--- start Record excerpts ---

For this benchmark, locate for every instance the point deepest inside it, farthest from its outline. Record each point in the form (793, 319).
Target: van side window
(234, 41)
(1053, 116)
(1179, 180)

--- end Record excerpts ---

__Work required__. Copy out each line of the records above without changing a single character.

__Correct result__.
For this benchmark, locate for every instance the point deepest inside it, farthest from its outline. Record each point in the form (793, 319).
Target: van side window
(234, 41)
(1053, 116)
(1179, 180)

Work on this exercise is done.